▸ **What to work on**: In the passage on what keeps urologists up at night, update the part between "As if implementing" and "their respective practices.", inclusive, writing it out again with "physicians" in place of "urologists".

----- Page extract -----

What’s Keeping You Up at Night?

As if implementing the imperfect Affordable Care Act (ACA) and its demands on private and group practices (eg, training the front desk, collecting copays, determining deductibles, and identifying exchange patients) was not enough, many urologists—especially those not considering early retirement or leaving medicine altogether—are also examining the possibility of consolidating their practices via mergers or acquisitions. Faced with training staff for the transition to the International Statistical Classification of Diseases and Related Health Problems, Tenth Revision and avoiding heavy penalties for errors to partially fund the ACA, practices have to study and choose from an array of electronic medical records (EMRs) offerings and determine which is best for their respective practices.

----- Information provided -----

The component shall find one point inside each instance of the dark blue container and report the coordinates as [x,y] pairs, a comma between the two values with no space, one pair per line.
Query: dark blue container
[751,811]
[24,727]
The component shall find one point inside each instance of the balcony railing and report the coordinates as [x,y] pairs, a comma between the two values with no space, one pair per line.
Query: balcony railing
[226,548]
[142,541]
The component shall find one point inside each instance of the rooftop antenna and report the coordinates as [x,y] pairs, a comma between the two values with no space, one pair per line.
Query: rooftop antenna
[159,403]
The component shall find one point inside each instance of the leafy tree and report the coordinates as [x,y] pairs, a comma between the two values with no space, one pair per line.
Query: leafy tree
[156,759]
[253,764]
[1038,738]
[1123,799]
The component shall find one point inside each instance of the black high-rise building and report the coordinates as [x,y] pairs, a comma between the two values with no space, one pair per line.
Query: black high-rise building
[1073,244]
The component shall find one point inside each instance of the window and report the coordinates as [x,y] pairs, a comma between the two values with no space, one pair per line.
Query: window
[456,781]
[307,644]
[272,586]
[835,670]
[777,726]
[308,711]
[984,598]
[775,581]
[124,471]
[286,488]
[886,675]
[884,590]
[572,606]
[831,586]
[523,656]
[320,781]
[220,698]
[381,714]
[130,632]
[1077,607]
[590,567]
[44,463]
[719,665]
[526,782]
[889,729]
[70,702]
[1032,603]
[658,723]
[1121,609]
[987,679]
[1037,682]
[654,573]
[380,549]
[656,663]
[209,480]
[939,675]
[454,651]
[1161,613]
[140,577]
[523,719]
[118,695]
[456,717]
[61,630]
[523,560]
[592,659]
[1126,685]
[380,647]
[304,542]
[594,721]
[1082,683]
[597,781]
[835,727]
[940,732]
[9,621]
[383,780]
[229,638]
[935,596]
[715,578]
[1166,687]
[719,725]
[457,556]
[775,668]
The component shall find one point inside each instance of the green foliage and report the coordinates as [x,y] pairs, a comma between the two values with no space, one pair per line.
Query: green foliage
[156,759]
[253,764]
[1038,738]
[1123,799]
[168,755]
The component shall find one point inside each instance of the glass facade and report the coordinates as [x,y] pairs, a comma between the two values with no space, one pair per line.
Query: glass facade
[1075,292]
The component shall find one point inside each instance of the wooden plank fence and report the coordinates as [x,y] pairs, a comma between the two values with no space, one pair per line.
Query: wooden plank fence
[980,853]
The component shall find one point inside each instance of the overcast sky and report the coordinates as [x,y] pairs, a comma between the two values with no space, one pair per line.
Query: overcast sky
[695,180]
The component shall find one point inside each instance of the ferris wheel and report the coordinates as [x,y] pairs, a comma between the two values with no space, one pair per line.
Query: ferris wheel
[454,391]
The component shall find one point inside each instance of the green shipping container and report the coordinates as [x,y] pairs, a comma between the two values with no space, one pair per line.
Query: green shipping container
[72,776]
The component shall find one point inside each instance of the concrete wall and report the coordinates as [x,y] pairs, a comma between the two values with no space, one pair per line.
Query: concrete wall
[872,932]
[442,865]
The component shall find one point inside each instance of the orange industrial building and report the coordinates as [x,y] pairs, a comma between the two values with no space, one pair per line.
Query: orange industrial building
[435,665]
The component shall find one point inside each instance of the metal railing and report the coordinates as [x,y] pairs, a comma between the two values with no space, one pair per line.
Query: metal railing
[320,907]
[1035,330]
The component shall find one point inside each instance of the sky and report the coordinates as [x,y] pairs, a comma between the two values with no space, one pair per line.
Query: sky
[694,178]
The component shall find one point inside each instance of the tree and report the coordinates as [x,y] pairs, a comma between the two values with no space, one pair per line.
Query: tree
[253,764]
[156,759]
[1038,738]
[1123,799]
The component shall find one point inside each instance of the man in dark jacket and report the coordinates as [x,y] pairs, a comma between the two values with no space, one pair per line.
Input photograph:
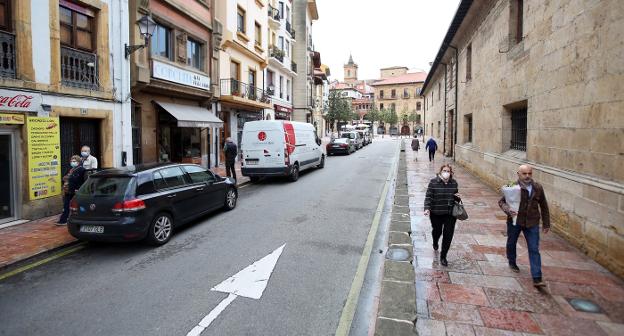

-----

▸ **Exercise output**:
As if implementing the imperfect Affordable Care Act (ACA) and its demands on private and group practices (eg, training the front desk, collecting copays, determining deductibles, and identifying exchange patients) was not enough, many physicians—especially those not considering early retirement or leaving medicine altogether—are also examining the possibility of consolidating their practices via mergers or acquisitions. Faced with training staff for the transition to the International Statistical Classification of Diseases and Related Health Problems, Tenth Revision and avoiding heavy penalties for errors to partially fund the ACA, practices have to study and choose from an array of electronic medical records (EMRs) offerings and determine which is best for their respective practices.